# What this task involves
Copy out the entries beginning at the line that has "of the windswept" and ending after the line that has "<point>972,637</point>", switching "windswept snow surface" to "wind-scoured snow surface" and leaving everything else unchanged.
── Raw data ──
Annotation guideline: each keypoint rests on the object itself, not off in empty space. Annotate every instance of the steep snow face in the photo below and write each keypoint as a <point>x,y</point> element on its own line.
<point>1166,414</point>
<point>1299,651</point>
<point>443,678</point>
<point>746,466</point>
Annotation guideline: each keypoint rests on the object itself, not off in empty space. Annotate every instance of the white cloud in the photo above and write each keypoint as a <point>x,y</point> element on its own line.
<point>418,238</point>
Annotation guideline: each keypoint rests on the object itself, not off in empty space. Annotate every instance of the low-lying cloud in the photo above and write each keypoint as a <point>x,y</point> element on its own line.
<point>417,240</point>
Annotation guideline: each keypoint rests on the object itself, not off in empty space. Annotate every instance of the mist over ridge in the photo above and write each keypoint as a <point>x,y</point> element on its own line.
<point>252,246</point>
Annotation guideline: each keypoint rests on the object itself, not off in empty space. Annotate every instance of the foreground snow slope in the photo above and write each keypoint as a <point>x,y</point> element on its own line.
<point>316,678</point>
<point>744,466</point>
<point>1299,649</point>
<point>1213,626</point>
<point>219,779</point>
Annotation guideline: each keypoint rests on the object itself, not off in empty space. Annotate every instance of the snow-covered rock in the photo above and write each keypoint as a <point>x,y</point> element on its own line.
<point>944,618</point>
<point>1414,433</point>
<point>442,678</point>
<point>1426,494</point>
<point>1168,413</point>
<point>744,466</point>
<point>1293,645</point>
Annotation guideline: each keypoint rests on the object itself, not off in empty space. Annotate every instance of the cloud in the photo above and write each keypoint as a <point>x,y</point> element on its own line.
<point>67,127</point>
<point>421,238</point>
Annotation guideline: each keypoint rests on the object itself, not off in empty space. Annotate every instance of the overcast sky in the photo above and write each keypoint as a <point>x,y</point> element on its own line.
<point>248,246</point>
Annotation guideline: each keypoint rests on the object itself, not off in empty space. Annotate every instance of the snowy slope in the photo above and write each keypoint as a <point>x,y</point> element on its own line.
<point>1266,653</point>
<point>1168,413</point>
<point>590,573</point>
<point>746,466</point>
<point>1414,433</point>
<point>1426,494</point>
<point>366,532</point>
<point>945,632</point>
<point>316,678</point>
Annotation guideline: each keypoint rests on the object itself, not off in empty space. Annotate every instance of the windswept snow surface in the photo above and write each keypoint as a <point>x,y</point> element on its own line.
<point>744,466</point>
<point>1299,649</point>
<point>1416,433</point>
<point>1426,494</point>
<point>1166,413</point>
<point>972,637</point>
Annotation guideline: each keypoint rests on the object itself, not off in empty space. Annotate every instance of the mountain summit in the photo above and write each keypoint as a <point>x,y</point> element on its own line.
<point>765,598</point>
───
# Exercise solution
Annotation guideline: each keypoint rests on the object itself, not off in empty space. Annotate every instance of the wind-scoured snow surface in the photo above and write each keypoint as a <point>x,y</point> element on its own line.
<point>744,466</point>
<point>1299,649</point>
<point>1416,433</point>
<point>1426,494</point>
<point>1166,413</point>
<point>972,637</point>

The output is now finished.